TEXT SHOWN:
You’re right, that title is a bit insensitive. In my family we usually crack jokes at funerals, wakes, trips to the coroner to identify bodies etc, etc. Dead famous folk are no different, yet the death of great political figures is greatly polarizing.
I neither idolize nor deplore the President of the Bolivarian Republic of Venezuela, because there is so much more to history than superheros and villains. Nobody in politics, be it Barack Obama or Cristina Fernández de Kirchner runs their respective countries with clean hands.
As many of your Twitter and Facebook news feeds may have now informed you, Hugo Chávez died at 58 after a long battle with cancer. If you are Chicano, or have friends who were once part of MEChA, a lot of inspirational, fight-the-power quotes from Che Guevara (which were likely something someone just pulled out of their ass for the occasion, no less) and mantras such as “rest in power” and “la lucha sigue.” I am not saying I saw everybody sleep through many a Raza Studies class, but I am pointing out that too many people hardly ever pick up a history book, and instead think they know it all because of their cheeky little t shirt. As Juan Valdez said in his play, The Militants, “Sure we need camisas, but you forgot to mention huaraches! ¡Vivan los bigotes!¡Vivan las camisas!¡Vivan los huaraches!”
I remember being in my last semester at SF State when at the Fifth Summit of the Americas, Chávez gifted Obama with Eduardo Galeano’s book, The Open Veins of Latin America: Five Centuries of The Pillage of The Continent. I doubt Obama ever read the book, and had thought of Galeano’s books as more of a beginner’s peek, a mere wetted toe into the intricacies of Latin American history and social change.I read Galeano’s Upside Down: A Primer for The Looking-Glass World for my resistance literature class. I figured I would save it for any future nieces or nephews to supplement the “God Bless Muricca” history lessons they were sure to get. The guy I was dating at the time picked the book off my shelf and put it down after one page, saying Galeano was hateful and racist towards white people. Never saw that dude again.

THE DATA:
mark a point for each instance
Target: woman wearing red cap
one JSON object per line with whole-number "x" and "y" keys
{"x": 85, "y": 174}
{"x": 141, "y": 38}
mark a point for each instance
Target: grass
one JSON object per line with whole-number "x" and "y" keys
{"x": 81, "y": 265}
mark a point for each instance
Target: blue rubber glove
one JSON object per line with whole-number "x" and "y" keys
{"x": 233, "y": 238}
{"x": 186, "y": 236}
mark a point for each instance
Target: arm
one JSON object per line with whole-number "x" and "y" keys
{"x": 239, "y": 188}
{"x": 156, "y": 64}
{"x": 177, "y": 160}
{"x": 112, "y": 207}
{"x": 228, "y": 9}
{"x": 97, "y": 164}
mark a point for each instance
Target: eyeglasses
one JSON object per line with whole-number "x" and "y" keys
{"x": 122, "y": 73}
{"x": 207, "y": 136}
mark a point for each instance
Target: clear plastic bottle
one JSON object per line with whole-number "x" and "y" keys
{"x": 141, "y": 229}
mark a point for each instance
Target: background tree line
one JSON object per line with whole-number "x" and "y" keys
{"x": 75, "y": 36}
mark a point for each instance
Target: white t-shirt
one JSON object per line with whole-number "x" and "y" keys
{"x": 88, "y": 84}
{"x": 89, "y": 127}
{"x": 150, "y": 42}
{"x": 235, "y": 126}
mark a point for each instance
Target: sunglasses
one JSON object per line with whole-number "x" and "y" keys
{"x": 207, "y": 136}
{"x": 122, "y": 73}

--

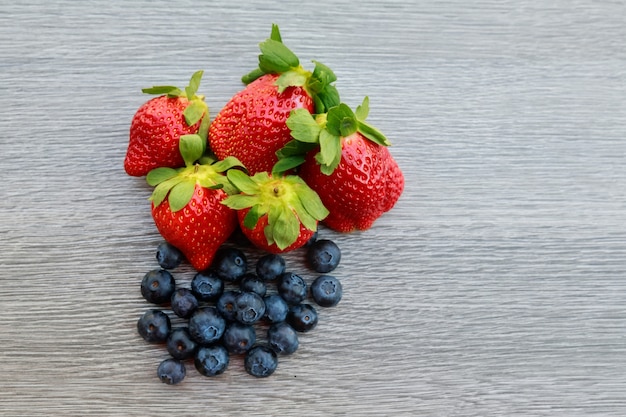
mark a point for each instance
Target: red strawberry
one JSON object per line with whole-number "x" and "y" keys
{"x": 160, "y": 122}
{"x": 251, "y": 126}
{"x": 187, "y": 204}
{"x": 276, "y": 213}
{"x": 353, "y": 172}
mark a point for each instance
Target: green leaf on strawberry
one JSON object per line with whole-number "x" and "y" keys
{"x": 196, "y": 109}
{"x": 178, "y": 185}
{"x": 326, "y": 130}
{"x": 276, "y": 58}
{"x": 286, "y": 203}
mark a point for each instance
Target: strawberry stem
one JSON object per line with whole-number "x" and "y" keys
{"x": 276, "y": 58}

* * *

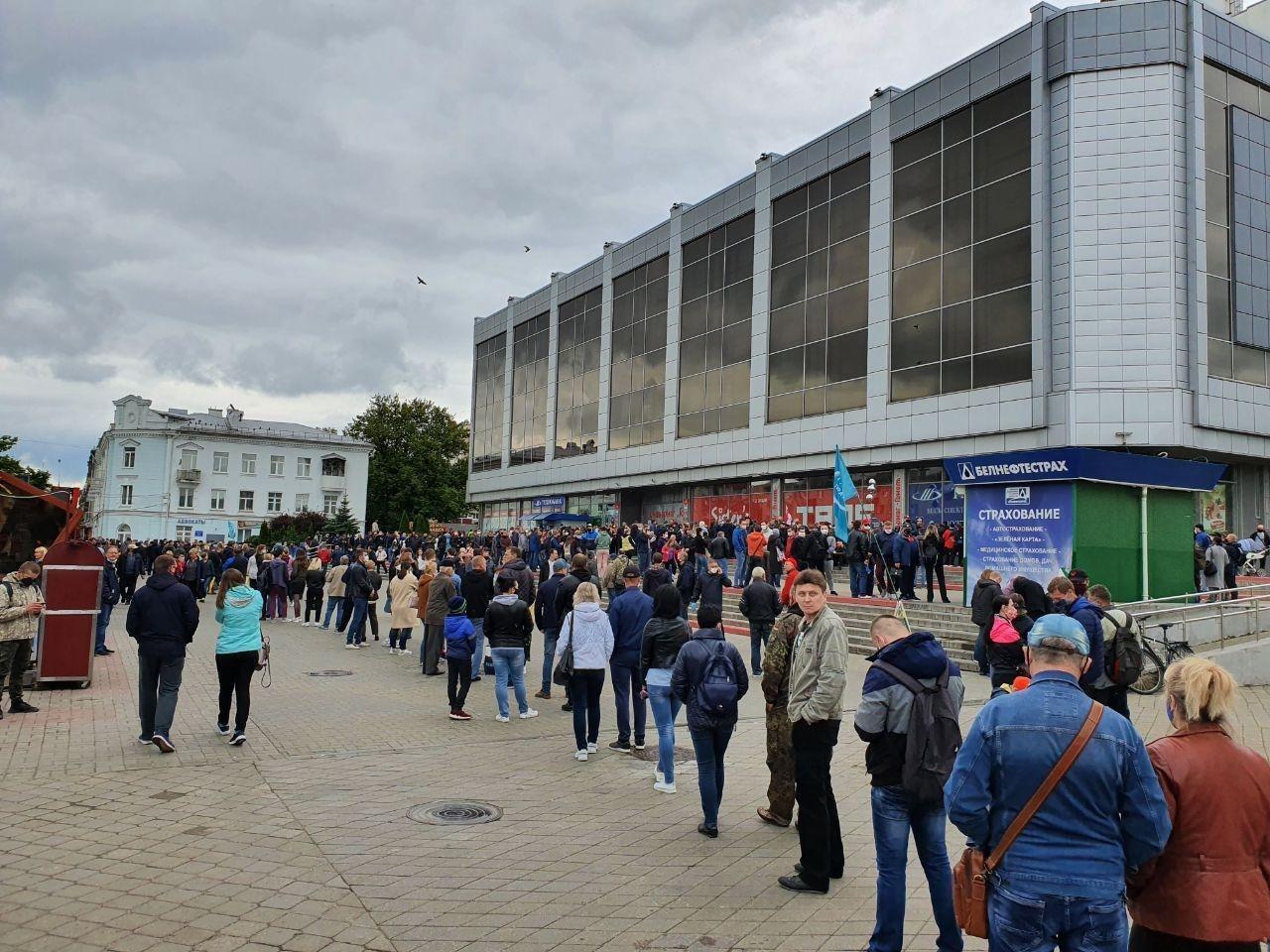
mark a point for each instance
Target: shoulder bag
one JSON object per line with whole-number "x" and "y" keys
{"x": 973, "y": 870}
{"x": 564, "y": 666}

WHAT IS NEEDED:
Write the next part of the blog post about Hugo Chávez's death, picking up after its final sentence rather than after the data.

RESULT FOR THIS TASK:
When he assumed presidency in 1999, Chávez was the first of leftist leaders to take power in Latin America, and vocally oppose the United States. Leftist governments don’t usually last very long in Latin America. In 2002, Chávez was briefly forced to resign but reinstated as president three days later in a coup applauded by the Bush Administration and The New York Times. In response to hurricanes Katrina and Rita in 2005, the Venezuelan government began providing low-income families with heating oil under the CITGO-Venezuela Heating Oil Program, while Bush’s response to the disaster proved rather dismal.
However, with one of the highest murder rates in the world, I kept Venezuela off my must-see list in what I call National Lampoon’s Latin American Backpacking Adventure. I was also surprised when in 2011, Argentina awarded Chávez the Rodolfo Walsh award, given to those who advance press freedom and named in honor of a journalist who was killed in 1977 during Argentina’s “Dirty War”.The Chávez government closed over 30 radio stations and has sued, and threatened reporters with fines in order to dominate Venezuelan media and silence his opposition. Although democratically elected, Chávez still played the part of what we all know to be The Man.
What I take from all of this is that one should be active in seeking out information about the hand that feeds them. It is even more important to think critically even though fear of stepping too far outside the norm might be deemed too outlandish or individualistic. Even though somebody is gone, ideas always exist and are always freely flowing.